_Task objective_.
Reproduce the lines from the one with "Target: shirt collar" through the last line of the items, and only those lines, with their requests included. Scale each x and y coordinate in the answers by 0.9 and round it to a whole number, with halves rounding up.

_Supplied information_.
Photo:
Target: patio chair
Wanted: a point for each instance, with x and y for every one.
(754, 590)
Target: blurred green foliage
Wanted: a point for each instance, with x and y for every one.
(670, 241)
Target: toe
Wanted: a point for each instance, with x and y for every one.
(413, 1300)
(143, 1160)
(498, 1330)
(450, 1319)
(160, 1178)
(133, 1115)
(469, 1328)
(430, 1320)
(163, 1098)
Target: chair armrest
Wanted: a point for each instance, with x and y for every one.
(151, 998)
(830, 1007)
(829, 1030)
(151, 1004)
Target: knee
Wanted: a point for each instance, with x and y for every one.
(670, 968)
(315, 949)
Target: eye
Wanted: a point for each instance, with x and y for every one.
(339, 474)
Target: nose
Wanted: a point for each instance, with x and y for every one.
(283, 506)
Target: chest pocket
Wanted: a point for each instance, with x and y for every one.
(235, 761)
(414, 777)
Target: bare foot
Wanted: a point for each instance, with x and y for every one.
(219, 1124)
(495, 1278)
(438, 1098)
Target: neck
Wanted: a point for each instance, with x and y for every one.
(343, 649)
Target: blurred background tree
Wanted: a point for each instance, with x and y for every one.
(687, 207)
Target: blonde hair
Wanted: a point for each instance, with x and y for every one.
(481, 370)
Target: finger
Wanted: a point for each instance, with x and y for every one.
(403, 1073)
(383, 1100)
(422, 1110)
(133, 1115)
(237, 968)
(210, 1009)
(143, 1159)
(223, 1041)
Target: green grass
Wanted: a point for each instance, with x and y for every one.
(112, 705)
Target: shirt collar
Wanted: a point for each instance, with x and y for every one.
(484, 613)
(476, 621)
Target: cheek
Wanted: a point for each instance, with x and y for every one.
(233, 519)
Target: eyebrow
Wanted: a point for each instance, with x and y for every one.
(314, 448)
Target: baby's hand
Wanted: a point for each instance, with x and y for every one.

_Response to the task_.
Target: shirt collar
Wanted: a point for each instance, with x and y for every one.
(436, 552)
(428, 559)
Target: cheek
Wanted: a point for each instance, with x and y for every one.
(210, 467)
Target: eyebrow
Wanted: a point for each instance, with x and y for every one.
(283, 403)
Target: baby's hand
Wanted: a point for each instance, with x and y for every one.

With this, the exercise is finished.